Exercise instructions: Every line below must be reproduced exactly. Copy them all.

[Entries from a dataset]
■ ■ ■ ■
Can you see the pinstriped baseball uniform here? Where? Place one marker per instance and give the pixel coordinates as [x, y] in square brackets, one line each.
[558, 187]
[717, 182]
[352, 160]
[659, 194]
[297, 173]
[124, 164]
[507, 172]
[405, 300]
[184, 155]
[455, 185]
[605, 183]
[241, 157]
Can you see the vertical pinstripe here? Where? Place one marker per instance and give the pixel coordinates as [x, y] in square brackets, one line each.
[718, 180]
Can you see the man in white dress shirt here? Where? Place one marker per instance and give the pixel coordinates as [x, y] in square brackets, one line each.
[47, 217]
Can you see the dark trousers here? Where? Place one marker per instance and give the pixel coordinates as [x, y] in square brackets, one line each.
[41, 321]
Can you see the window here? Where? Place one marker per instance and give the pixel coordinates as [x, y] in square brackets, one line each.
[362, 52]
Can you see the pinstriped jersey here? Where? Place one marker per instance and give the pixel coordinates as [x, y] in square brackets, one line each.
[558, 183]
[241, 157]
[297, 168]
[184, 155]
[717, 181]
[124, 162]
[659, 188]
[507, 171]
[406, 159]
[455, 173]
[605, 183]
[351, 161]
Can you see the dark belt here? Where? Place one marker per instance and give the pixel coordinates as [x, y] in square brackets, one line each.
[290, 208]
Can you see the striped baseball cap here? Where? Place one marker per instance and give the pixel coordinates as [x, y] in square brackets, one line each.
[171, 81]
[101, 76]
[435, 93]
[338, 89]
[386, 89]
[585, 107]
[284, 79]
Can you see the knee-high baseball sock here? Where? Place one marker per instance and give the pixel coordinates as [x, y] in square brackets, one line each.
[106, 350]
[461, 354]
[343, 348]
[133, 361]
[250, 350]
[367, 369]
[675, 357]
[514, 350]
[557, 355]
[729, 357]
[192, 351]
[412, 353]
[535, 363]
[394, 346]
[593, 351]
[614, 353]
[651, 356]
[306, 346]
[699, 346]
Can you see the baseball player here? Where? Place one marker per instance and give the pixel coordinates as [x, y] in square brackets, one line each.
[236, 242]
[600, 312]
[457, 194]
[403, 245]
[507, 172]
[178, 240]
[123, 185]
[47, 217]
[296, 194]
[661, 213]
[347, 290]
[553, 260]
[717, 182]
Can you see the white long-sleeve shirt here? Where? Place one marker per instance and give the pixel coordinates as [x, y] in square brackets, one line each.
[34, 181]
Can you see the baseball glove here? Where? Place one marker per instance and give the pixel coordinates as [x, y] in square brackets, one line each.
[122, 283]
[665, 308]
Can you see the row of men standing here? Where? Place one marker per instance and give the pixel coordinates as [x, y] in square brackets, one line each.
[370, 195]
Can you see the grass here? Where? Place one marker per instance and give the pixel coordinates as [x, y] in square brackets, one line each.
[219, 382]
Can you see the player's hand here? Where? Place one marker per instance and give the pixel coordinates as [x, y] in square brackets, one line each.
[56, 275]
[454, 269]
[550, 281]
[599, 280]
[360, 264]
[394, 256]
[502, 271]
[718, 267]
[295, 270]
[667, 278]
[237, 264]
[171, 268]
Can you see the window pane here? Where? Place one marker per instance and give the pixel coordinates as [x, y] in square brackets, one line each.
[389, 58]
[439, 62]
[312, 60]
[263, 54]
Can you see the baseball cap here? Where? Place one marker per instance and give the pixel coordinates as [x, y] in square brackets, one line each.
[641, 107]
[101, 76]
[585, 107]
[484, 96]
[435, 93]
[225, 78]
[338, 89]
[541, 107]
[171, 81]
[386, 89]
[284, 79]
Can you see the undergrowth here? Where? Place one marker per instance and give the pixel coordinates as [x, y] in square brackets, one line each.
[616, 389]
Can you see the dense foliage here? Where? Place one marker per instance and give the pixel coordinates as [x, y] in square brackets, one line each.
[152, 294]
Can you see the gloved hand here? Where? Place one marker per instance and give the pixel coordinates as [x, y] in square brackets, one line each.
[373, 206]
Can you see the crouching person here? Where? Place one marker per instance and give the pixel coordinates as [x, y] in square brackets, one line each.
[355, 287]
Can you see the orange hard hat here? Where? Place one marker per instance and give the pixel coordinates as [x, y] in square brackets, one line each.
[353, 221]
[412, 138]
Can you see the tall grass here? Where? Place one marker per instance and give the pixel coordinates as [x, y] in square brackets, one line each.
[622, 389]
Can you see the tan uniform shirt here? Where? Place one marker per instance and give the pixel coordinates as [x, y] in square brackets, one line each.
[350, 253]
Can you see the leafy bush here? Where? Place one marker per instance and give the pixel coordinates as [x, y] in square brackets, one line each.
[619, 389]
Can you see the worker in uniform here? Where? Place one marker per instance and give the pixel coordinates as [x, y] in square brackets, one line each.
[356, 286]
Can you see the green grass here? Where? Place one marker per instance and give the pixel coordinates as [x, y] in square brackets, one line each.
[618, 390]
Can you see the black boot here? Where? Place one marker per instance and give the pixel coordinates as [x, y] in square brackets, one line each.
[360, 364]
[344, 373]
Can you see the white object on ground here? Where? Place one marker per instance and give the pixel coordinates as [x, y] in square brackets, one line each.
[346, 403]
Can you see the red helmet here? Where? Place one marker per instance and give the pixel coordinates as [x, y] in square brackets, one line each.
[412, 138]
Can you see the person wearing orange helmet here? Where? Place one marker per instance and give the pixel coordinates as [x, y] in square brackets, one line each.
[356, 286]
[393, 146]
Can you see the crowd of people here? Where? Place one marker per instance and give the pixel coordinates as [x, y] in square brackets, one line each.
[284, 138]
■ ■ ■ ■
Result of this exercise:
Can you see the pinstriped baseball uniform here? Where? Place one marker per instance and give the pixel coordinates as [x, y] in square brackets, one line each.
[558, 187]
[717, 182]
[352, 160]
[659, 194]
[297, 173]
[124, 164]
[507, 172]
[405, 300]
[184, 155]
[455, 185]
[605, 183]
[241, 157]
Can you see the vertical pinstripe here? Where? Place one marker per instance and give the pixel coordinates as [x, y] in square brackets, one line each.
[718, 180]
Can you see the man in white dress shirt here? Where? Place one marker per instance and give the pixel coordinates as [x, y] in square brackets, one line each.
[47, 217]
Can you see the dark trousers here? Where? Place one marker per instance and give the pixel coordinates as [x, y] in square brackets, one line each.
[41, 321]
Can you see the window here? Where? Place one marker per instance and give the pixel coordinates as [x, y] in square brackets, one line each.
[362, 52]
Can you see the pinstriped jersey here? Where? Place one marker per instance and give the pixel coordinates as [x, y] in square brackets, one line each.
[558, 183]
[241, 157]
[297, 168]
[184, 155]
[717, 181]
[124, 162]
[659, 188]
[507, 171]
[406, 159]
[455, 173]
[605, 183]
[351, 161]
Can you see the dark belt here? Where? Place one marker per instance and give the pixel coordinates as [x, y] in square brackets, one line each.
[290, 208]
Can you see the striped baseball cap here? Where? Place one marker per instance and give the pixel coordinates as [x, y] in square brackets, one line each.
[171, 81]
[101, 76]
[435, 93]
[338, 89]
[386, 89]
[585, 107]
[284, 79]
Can you see the knee-high baseball sock here? Where? Place one marker per instance and give the pixel coordinates as [x, y] in square brackets, one line each.
[106, 350]
[461, 354]
[343, 348]
[133, 361]
[250, 350]
[367, 369]
[675, 357]
[514, 350]
[557, 355]
[729, 357]
[192, 351]
[412, 353]
[535, 363]
[394, 346]
[593, 351]
[614, 353]
[651, 356]
[306, 346]
[699, 346]
Can you see the baseball player here? Where? Place one marker per instance and give the pixel coordinates as [x, y] in square brackets, one line each.
[236, 242]
[600, 312]
[457, 194]
[403, 245]
[507, 172]
[178, 240]
[123, 185]
[47, 217]
[296, 194]
[661, 213]
[347, 290]
[553, 260]
[717, 182]
Can you see the white long-sleeve shirt here? Where? Place one marker per instance and give the pixel coordinates as [x, y] in square brackets, one line each.
[34, 181]
Can you see the baseball glove here? Where? Place one marker per instance and give the pixel coordinates as [x, y] in square brackets, one line each.
[122, 283]
[665, 308]
Can you see the row of men standing here? Where? Place one marker per instance and give the pixel coordinates as [x, y] in square brackets, one line each.
[370, 195]
Can you see the grass here? Where? Place one marker per instance and give the pixel coordinates as [x, y] in square brackets, one line each.
[219, 382]
Can you see the player's hand here? Where? Place one marker per instance and give the pixel coordinates as [x, y] in square brackets, one line each.
[56, 275]
[454, 269]
[550, 281]
[599, 280]
[360, 264]
[394, 256]
[502, 271]
[718, 267]
[295, 270]
[667, 278]
[237, 264]
[171, 268]
Can you see the window pane here? Where? Place one marker per instance and give the pixel coordinates as [x, y] in square brackets, one line each.
[389, 58]
[439, 62]
[312, 60]
[263, 54]
Can you see the baseball cap here? Where? Place one marker per instance and give the pixel coordinates as [x, y] in square brackets, one line each.
[641, 107]
[101, 76]
[585, 107]
[484, 96]
[435, 93]
[225, 78]
[338, 89]
[541, 107]
[171, 81]
[386, 89]
[284, 79]
Can you see the undergrowth here? Where? Place one marker per instance and give the pixel coordinates as [x, y] in square brackets, one line each.
[616, 389]
Can you see the dense foliage here? Where? Place one marker per instance and give the pixel coordinates as [x, y] in square brackets, one line each.
[152, 294]
Can you see the gloved hand here? Where? Place one marker per instance and give the pixel coordinates as [x, y] in square brackets, one line each.
[373, 206]
Can you see the crouching person here? Where? Place one marker per instance and give the pixel coordinates as [x, y] in square brackets, one line each.
[355, 287]
Can you see the orange hard hat here? Where? Place one marker per instance and give the pixel coordinates as [x, y] in square brackets, one line each.
[353, 221]
[412, 138]
Can you see the tall grass here? Where? Place one marker per instance and give the pixel coordinates as [x, y] in square brackets, one line each.
[622, 389]
Can you see the tan uniform shirt here? Where? Place one marker per instance and give the pixel coordinates as [x, y] in square brackets, one line each.
[350, 253]
Can you see the leafy bush here? Where? Place one marker per instance and give the pixel coordinates as [x, y] in square brackets, one line each.
[619, 389]
Can you see the worker in uniform here? Where? Place one marker per instance and give the pixel coordinates as [x, y] in square brackets, one line each.
[356, 286]
Can you see the green grass here? Where? Place one marker per instance and give the pixel coordinates as [x, y] in square brackets, one line each.
[618, 390]
Can you see the black boot here? Where? Place one marker per instance and give the pixel coordinates as [x, y] in square brackets, one line each.
[360, 364]
[344, 373]
Can you see the white object on ground here? Where? Place one marker per instance and give the pixel coordinates as [x, y] in square brackets, one line each.
[346, 403]
Can you see the red helmet here? Where? Place one marker per instance and give the pixel coordinates as [x, y] in square brackets, one line each.
[412, 138]
Can you see the person wearing orange helmet here? Where? Place one marker per instance and give the pixel coordinates as [x, y] in square brackets, one line each.
[356, 286]
[393, 146]
Can you see the crowd of people here? Where? Place one marker per instance and give the pixel coordinates as [x, y] in square brackets, one line each.
[284, 138]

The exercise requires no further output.